** Start Data section **

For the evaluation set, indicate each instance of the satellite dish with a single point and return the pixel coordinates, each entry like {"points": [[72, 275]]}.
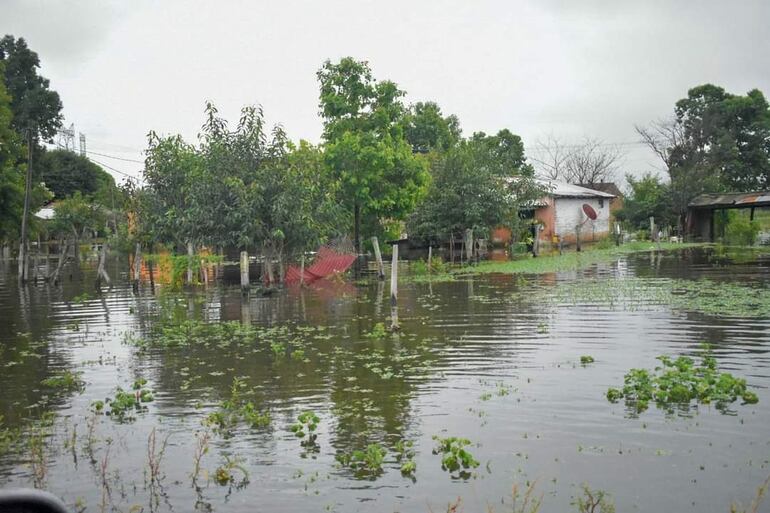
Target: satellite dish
{"points": [[589, 211]]}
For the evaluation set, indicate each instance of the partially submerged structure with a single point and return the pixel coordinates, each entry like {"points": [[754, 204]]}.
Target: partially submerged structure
{"points": [[701, 210], [561, 214]]}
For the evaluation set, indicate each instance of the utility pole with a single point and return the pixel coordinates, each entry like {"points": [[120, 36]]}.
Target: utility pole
{"points": [[24, 245]]}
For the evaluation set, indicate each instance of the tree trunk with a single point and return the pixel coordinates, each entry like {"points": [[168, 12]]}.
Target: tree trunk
{"points": [[137, 265], [190, 255], [378, 256], [357, 229], [24, 245], [394, 325], [244, 271], [101, 272]]}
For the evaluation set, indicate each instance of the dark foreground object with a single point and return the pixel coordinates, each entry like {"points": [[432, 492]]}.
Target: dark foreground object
{"points": [[30, 501]]}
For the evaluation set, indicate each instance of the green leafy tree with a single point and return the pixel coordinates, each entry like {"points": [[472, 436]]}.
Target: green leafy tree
{"points": [[427, 129], [648, 197], [365, 147], [170, 209], [479, 184], [34, 105], [716, 142], [76, 217], [65, 172], [11, 177]]}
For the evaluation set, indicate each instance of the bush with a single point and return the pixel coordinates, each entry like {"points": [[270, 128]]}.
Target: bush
{"points": [[740, 231]]}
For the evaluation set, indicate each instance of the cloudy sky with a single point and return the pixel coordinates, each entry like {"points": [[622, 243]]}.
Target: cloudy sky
{"points": [[572, 69]]}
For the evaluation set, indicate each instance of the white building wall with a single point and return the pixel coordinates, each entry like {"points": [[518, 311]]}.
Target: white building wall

** End Data section **

### What is asked
Reproduce the entire listing above, requests included, and offset every point coordinate in the answers by 71, leaving the sample coordinates in the requests unchanged. Leave out the picture lines.

### Solution
For the evaluation set, indicate each instance of the satellite dish with a single point and return the pixel coordinates, each entry like {"points": [[72, 275]]}.
Target: satellite dish
{"points": [[660, 282]]}
For the evaluation set, indicate each instance of the partially submerged structure with a single point and return the pixel coordinates, each entry like {"points": [[754, 204]]}.
Target: partially submerged structure
{"points": [[772, 281], [632, 285]]}
For the evaluation set, indicate each instance of the utility pole with a single point and return the pixel coordinates, each entry like {"points": [[120, 36]]}.
Target: utility pole
{"points": [[95, 316]]}
For the evaluation set, indicate each instance of the tree trunk with a single point and return the pixel coordinates, each entry like {"points": [[168, 12]]}.
Target: tree trunk
{"points": [[208, 336], [261, 326], [449, 327], [428, 300], [95, 316], [465, 396], [315, 342], [172, 343]]}
For the evaluation set, indicate each instance of the dark foreground object with a single point and return the pixel coordinates, each entry like {"points": [[432, 492]]}.
Target: dark foreground object
{"points": [[101, 572]]}
For the evaluation set, indicate each instance of the green leafy tree with a single point and return the pixel coordinates, each entry like {"points": [[472, 436]]}.
Target: green leafy tree
{"points": [[498, 200], [719, 268], [436, 218], [241, 280], [550, 255], [105, 176], [787, 213], [147, 288], [136, 243], [82, 248]]}
For the evaluation set, indicate each instance of the bush with a single point and return the pixel coordinates, each entry like {"points": [[270, 128]]}.
Target: bush
{"points": [[811, 302]]}
For the evaluation set, indicate each instance of the cloudy sky with a single point and return the pixel coordinates, each entry like {"points": [[622, 243]]}.
Target: cloudy sky
{"points": [[643, 140]]}
For the evaluation set, indicate each instance of the white building wall with a single point and return the pixel coordinates, each entry like {"points": [[518, 311]]}.
Target: white building wall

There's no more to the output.